_Task description_: Please reproduce word for word the part of the listing below from the line with "Locate every index" up to and including the line with "191,0,732,1568", and nothing else.

(A run of records)
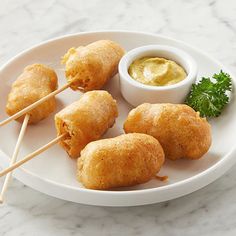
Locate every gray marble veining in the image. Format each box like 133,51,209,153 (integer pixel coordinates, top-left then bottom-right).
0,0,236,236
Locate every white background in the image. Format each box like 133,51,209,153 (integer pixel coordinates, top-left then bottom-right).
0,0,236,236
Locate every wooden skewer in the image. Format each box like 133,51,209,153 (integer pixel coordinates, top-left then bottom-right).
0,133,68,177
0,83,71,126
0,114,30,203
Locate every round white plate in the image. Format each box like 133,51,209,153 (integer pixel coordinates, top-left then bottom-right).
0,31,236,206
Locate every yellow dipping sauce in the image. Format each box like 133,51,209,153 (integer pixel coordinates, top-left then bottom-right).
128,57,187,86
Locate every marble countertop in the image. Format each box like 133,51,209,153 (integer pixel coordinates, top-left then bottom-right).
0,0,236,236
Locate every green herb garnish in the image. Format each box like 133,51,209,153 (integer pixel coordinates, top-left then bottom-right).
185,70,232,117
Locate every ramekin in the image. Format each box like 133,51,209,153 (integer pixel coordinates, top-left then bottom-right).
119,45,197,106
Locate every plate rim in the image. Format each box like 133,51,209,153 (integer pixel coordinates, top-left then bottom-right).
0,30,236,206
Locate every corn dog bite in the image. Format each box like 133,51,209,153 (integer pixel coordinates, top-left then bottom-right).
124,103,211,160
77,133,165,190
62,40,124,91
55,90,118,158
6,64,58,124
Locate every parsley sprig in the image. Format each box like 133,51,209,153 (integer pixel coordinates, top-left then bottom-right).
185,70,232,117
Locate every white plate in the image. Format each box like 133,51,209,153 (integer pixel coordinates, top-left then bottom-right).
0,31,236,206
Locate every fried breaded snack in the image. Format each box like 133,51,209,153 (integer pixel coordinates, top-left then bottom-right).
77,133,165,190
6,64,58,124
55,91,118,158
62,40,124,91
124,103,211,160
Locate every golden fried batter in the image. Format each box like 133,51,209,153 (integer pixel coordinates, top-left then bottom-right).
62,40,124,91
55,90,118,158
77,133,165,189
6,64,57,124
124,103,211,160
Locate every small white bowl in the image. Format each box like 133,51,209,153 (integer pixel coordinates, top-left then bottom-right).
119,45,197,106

...

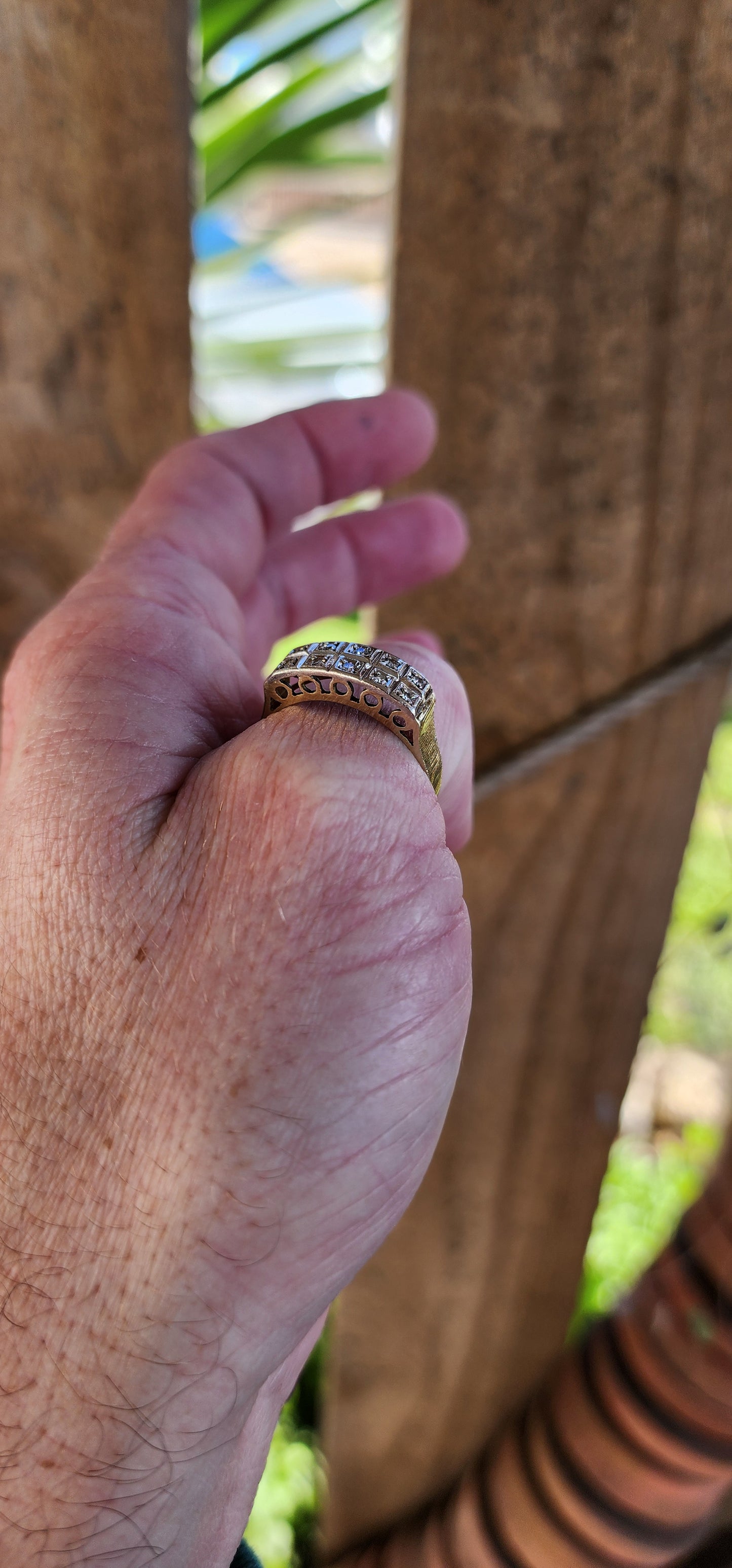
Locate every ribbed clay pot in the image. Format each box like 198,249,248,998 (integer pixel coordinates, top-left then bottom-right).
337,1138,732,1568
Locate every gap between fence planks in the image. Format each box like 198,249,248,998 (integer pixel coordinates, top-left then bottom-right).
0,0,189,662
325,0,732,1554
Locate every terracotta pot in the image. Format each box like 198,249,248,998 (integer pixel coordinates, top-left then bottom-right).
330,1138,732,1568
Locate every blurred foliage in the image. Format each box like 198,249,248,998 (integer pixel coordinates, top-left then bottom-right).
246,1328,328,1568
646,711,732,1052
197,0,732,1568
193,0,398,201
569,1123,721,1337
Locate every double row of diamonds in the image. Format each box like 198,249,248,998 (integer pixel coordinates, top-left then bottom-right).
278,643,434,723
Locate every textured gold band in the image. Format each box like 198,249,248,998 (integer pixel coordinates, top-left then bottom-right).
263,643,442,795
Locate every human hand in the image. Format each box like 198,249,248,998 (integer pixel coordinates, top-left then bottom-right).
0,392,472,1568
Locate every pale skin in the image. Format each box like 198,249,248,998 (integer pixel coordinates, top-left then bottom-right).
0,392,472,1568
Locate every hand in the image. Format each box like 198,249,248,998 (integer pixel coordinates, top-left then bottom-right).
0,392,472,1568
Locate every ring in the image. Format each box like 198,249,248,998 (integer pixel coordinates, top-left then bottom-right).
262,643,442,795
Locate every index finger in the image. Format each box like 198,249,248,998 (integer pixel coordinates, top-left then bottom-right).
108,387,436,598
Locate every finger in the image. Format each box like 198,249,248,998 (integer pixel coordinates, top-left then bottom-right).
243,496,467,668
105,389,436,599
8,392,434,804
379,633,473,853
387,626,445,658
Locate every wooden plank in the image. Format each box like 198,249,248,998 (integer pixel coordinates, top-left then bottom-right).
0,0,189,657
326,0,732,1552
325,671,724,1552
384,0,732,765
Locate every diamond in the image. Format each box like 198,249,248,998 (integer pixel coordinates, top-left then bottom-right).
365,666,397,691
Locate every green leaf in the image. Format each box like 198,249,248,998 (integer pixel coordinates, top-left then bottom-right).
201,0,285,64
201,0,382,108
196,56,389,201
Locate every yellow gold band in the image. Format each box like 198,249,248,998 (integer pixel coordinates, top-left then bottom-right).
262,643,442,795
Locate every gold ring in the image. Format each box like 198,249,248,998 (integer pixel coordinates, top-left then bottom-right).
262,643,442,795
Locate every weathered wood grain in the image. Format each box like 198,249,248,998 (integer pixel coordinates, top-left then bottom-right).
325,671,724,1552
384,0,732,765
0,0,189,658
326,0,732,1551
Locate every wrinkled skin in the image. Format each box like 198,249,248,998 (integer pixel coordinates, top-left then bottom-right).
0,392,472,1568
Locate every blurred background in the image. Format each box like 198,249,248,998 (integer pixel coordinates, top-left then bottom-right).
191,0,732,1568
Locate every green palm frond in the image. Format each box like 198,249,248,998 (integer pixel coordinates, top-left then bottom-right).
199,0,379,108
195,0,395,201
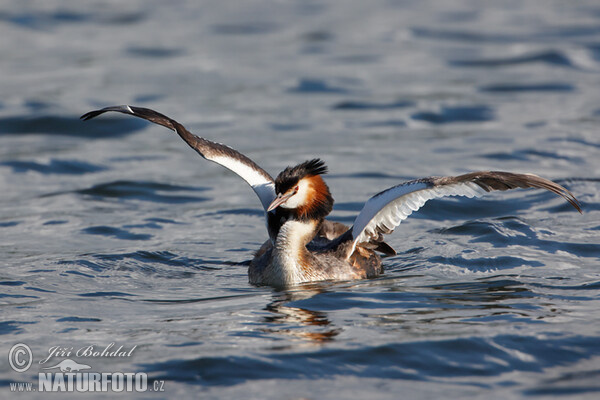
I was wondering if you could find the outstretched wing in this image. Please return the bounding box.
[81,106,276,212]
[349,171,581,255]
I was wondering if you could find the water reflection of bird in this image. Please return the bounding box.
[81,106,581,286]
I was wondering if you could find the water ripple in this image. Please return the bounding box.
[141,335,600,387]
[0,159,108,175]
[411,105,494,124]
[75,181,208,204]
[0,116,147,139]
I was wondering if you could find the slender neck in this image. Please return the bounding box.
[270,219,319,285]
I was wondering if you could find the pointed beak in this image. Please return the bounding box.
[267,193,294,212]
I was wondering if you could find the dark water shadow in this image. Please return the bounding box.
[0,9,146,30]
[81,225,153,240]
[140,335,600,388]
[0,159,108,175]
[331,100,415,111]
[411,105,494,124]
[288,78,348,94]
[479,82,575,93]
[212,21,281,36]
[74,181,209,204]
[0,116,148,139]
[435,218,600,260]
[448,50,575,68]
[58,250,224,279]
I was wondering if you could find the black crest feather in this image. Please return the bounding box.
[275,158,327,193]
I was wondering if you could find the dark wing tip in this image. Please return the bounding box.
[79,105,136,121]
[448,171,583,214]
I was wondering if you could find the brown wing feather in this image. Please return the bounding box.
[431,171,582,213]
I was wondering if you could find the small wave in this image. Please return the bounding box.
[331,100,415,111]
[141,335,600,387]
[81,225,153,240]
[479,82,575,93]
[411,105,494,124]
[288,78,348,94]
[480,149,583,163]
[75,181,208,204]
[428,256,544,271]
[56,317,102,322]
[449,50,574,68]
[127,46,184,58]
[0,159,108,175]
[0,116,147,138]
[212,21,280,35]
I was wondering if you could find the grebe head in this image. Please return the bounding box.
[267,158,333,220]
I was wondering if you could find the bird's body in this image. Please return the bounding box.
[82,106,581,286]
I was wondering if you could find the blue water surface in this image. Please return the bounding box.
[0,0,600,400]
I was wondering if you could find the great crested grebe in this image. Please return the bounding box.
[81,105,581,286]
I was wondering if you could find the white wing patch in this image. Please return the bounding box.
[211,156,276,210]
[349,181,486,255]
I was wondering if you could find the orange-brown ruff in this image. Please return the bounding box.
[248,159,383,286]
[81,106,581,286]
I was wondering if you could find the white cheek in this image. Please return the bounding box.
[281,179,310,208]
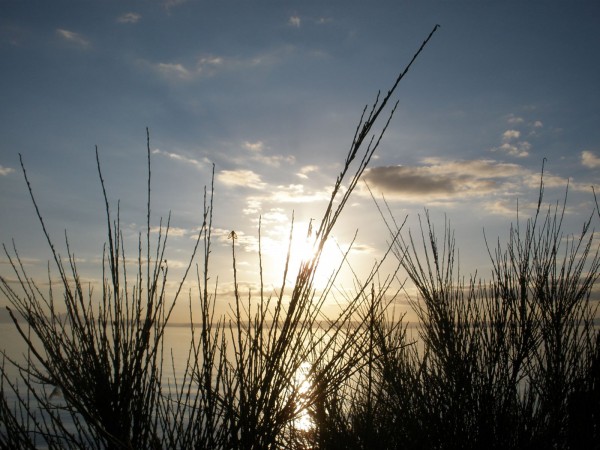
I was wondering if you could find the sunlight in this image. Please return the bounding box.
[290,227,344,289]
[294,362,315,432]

_Answer to this task_:
Locate every index finger in the image. Format each box like 198,249,248,998 (integer pixel coordinates, top-left then bottom-right).
108,387,436,598
Locate every finger in the image. Format each box like 198,249,248,998 (integer pixel coordinates, top-left then bottom-right).
243,496,467,668
105,389,436,599
8,392,434,804
379,633,473,853
387,626,445,658
Locate every wooden plank in the image. Format each box like 198,249,248,998 (integer pixel coordinates, top-left then bottom-right).
0,0,189,657
326,0,732,1552
325,671,724,1552
384,0,732,765
Locate every diamond in the image. Format each box like 198,249,248,998 (integer pixel coordinates, top-left then bottom-right).
365,666,397,691
Locate every green leaf in the image. Format each box like 198,249,248,998 (integer pixel coordinates, top-left then bottom-right).
201,0,285,64
201,0,382,108
196,56,389,201
Locate every yellow gold band in the image. Format each box like 198,249,248,998 (integer pixel coordinates, top-left then bottom-right).
262,643,442,795
Locate every gold ring in the image. Format each box like 198,249,248,998 (integer pixel coordinates, top-left then bottom-right).
262,643,442,795
Locate every weathered wood grain in the image. Format each box like 198,249,248,998 (integer pixel coordinates, top-left then bottom-right).
325,671,724,1552
384,0,732,765
0,0,189,658
326,0,732,1551
Locate every wrinkled skin in the image. Format each box like 198,249,248,998 (integer pixel coordinates, top-left then bottom-right).
0,392,472,1568
Locate every blurred background in the image. Format each box like 198,249,248,998 (integer pixel coordinates, top-left then bottom-right).
191,0,732,1568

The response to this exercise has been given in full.